[WORK TO COMPLETE] Where a line contains the word "brown", copy that line from the records below.

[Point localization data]
[Start of section]
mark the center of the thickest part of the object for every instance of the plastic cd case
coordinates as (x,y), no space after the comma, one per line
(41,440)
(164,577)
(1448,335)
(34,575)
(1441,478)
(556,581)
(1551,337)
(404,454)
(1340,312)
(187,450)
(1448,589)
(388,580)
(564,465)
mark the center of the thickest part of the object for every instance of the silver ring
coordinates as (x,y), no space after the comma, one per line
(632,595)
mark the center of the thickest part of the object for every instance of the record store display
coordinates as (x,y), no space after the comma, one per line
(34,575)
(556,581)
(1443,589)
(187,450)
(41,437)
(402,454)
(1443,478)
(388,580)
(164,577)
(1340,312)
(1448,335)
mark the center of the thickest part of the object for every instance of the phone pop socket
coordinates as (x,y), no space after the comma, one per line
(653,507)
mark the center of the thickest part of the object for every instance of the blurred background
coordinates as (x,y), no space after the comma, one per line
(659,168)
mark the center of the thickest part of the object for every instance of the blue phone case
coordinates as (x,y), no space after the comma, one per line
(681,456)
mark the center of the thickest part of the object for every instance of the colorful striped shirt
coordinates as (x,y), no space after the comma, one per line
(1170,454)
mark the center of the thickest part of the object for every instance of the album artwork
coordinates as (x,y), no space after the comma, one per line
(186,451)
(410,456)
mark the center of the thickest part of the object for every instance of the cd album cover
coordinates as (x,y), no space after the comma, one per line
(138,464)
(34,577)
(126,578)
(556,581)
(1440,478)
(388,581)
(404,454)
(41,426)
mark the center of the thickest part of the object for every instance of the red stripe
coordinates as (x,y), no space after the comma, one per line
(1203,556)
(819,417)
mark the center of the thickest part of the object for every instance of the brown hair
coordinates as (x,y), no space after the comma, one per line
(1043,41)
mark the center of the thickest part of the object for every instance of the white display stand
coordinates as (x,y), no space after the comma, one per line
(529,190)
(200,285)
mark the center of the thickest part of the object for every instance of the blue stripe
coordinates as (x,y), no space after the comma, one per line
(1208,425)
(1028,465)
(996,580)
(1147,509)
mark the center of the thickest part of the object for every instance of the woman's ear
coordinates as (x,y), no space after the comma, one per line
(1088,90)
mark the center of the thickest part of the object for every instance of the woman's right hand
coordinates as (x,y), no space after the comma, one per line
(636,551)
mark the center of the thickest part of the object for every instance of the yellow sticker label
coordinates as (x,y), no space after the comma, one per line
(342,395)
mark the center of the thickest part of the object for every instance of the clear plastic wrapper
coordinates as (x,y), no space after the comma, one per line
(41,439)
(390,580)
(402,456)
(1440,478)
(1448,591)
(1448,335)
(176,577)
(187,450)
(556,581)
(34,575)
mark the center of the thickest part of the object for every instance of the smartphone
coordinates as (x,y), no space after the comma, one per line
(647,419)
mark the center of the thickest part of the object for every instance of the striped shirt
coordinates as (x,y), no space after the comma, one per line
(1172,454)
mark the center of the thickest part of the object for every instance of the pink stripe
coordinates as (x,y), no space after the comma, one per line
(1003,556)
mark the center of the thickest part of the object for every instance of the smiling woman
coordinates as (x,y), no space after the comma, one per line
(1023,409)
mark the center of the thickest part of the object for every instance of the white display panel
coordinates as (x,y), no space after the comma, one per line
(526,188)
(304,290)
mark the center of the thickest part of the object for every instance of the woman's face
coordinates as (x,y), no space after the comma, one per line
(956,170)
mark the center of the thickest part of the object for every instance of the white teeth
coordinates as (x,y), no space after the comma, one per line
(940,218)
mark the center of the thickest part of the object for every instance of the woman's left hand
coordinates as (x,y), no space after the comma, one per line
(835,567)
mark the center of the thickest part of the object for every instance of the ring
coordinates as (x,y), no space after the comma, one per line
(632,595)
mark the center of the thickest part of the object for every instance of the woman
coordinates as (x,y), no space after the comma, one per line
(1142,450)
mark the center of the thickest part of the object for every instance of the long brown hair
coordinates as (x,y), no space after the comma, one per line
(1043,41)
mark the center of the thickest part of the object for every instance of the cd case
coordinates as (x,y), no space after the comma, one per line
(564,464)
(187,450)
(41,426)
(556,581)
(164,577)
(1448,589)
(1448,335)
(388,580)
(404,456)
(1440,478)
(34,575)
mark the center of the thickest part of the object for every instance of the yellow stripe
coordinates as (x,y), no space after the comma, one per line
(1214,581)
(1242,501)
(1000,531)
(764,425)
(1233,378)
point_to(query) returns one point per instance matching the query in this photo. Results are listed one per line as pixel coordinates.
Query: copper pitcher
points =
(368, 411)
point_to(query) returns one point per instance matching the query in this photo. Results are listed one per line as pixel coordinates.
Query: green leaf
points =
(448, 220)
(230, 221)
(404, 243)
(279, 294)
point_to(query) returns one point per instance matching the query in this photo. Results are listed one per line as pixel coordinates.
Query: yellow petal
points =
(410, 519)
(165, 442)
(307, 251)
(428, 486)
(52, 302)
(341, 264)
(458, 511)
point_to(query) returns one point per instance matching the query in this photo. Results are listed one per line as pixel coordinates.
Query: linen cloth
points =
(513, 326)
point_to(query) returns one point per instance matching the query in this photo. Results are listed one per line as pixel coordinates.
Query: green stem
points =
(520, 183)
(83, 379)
[End of section]
[TASK OUTPUT]
mark the center of the thickest part of the object for every instance of the brown hair
mark the center of the thickest part of the object for every instance of the long brown hair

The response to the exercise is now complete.